→ Given text
○ ○ ○
Interstate 75 Road Expansion in Southwest Florida Nearly a Year Ahead of Schedule

By Debra Wood

The $430.4-million, 30-mi-long Interstate 75 Road Expansion Project, also called iROX, is nearly a year ahead of schedule and tracking for a $15 million bonus. The project let by the Florida Department of Transportation uses an innovative design-build-finance approach. 

“This project has gone better than any of us believed in our wildest imagination,” says Richard Dun, project director for ACCI/API, a joint venture of Anderson Columbia Co. of Lake City, Fla., and Ajax Paving Industries of Nokomis, Fla. “We haven’t put it in the bank yet, but we are shooting for the full bonus.”

The joint venture can earn $100,000 per day for each day the job finishes before its December 2010 scheduled completion, up to 150 days.

The project includes widening the interstate from four to six lanes from the Golden Gate Parkway in Collier County to Colonial Boulevard in Lee County, with a 12-ft travel lane and 10-ft shoulder placed in the former median; reconstructing four bridges; widening 20 bridges; constructing 23 stormwater ponds; and placing the associated piping and drainage structures.         Crews had finished half of the bridges by March and nearly completed another quarter of them. Mike Horan, president of Ajax, says bridge work will wrap up this summer.

The I-75 job is FDOT’s first design-build-finance project. The delivery method accelerated the work, which could have taken 15 years or more to design and build as separate projects.

“By taking on the finance component and putting it in the contract, it’s allowed us to get this 30 mi done more quickly, and the need is critical,” says Bill Jones, iROX project director for FDOT.

Horan adds: “We’ve done it with good people, good equipment and good weather, in that order. There was good planning and organizational management. We spent a lot of time preplanning, hunkering down in the office in a coordinated effort to get everyone going in the same direction. And it paid off.”

Planning the work

HDR of Omaha joined ACCI/API within 10 days after the contractors agreed to partner in 2006. To speed activity, the team divided the project into five sections for design, permitting and construction. “It allowed us to start certain phases of the work earlier than would have been possible, and it gave us an advantage of a learning curve as we progressed to the later stages of design and construction,” Dun says.

Multiple HDR offices helped with the design. The team also brought in subcontractors early, during the proposal stage.
○ ○ ○
→ Stated goal A
In the article on the Interstate 75 expansion, how much can the joint venture earn for each day the job finishes before its scheduled completion?
→ Stated goal B
Do these statements agree with the article on the Interstate 75 expansion? (i) The I-75 job is the first design-build-finance project of the Florida Department of Transportation. (ii) The interstate is being widened from four to eight lanes. (iii) The team split the project into three sections for design, permitting and construction.

(Records pointing to named objects)
○ ○ ○
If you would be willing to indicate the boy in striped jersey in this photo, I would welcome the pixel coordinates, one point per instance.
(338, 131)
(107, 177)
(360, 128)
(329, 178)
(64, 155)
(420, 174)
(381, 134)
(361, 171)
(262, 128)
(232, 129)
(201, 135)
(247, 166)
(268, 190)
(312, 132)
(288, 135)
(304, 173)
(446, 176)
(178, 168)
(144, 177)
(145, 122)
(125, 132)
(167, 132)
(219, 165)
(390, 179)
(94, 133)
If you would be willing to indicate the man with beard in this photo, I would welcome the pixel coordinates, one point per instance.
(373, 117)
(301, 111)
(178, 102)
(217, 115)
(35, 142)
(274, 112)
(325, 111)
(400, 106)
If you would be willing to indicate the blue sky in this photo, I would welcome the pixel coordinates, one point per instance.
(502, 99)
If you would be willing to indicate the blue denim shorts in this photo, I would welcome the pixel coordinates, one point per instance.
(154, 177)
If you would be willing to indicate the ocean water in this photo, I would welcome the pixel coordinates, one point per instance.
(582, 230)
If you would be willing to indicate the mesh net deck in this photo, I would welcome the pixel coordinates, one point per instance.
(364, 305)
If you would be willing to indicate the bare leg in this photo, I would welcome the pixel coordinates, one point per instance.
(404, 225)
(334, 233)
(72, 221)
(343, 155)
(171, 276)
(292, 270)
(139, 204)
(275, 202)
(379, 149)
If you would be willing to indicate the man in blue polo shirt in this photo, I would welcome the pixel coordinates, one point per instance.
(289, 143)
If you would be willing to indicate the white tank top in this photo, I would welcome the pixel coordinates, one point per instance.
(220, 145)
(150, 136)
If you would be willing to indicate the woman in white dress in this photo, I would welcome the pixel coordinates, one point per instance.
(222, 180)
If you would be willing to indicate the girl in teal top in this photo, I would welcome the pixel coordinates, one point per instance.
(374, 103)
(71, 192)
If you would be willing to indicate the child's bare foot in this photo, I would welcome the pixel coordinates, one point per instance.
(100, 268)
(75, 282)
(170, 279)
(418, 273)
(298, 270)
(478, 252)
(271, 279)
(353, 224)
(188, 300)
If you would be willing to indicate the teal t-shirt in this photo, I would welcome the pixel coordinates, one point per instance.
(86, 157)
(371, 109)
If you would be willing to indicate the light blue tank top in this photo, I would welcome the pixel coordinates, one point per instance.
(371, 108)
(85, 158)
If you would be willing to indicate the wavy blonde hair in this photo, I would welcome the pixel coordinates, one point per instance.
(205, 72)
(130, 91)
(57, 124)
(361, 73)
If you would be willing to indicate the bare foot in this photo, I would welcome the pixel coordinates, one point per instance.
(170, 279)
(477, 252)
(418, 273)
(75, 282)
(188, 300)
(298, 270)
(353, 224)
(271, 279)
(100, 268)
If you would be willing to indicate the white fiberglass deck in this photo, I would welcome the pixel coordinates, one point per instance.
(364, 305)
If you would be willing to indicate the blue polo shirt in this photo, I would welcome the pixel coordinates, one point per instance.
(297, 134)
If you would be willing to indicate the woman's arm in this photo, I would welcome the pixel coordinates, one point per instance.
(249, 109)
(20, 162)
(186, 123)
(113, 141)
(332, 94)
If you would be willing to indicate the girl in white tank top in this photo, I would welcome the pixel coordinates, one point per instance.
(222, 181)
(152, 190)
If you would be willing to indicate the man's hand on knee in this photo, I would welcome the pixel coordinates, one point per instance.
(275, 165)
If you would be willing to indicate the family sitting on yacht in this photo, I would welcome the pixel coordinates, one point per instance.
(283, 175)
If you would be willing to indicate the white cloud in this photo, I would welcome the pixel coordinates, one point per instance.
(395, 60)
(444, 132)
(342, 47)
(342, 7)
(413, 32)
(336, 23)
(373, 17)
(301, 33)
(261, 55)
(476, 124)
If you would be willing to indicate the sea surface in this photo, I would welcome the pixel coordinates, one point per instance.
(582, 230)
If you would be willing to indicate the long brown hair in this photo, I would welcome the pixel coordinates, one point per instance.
○ ○ ○
→ Full output A
$100,000 per day, for up to 150 days.

→ Full output B
(i) Yes: "The I-75 job is FDOT’s first design-build-finance project."
(ii) No: "widening the interstate from four to six lanes"
(iii) No: "the team divided the project into five sections for design, permitting and construction"